* Stored dataset items
+ + +

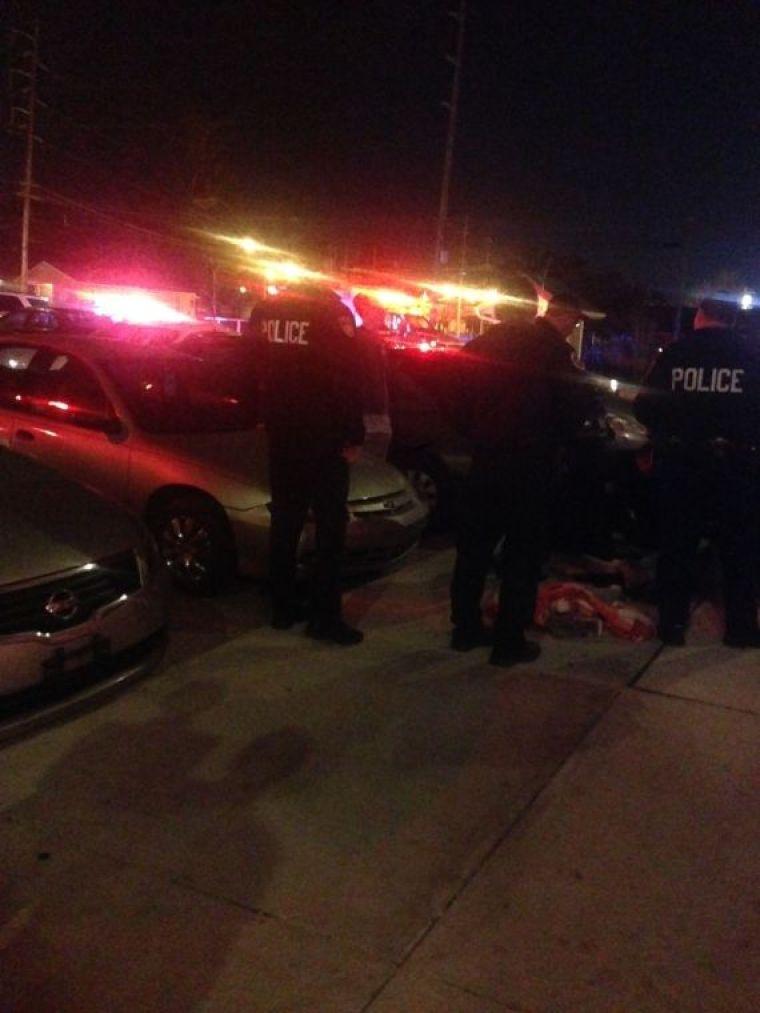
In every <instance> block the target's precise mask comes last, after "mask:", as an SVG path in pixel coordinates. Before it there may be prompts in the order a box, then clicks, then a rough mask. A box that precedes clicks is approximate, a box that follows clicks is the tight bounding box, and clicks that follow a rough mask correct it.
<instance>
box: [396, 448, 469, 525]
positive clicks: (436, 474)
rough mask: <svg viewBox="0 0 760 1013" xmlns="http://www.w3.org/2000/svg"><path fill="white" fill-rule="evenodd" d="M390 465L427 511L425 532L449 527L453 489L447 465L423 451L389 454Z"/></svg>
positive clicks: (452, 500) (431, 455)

+ + +

* Task prompt
Go through the entries and return each line where the word "positive" appears.

* Response box
positive clicks: (436, 474)
positive clicks: (452, 500) (431, 455)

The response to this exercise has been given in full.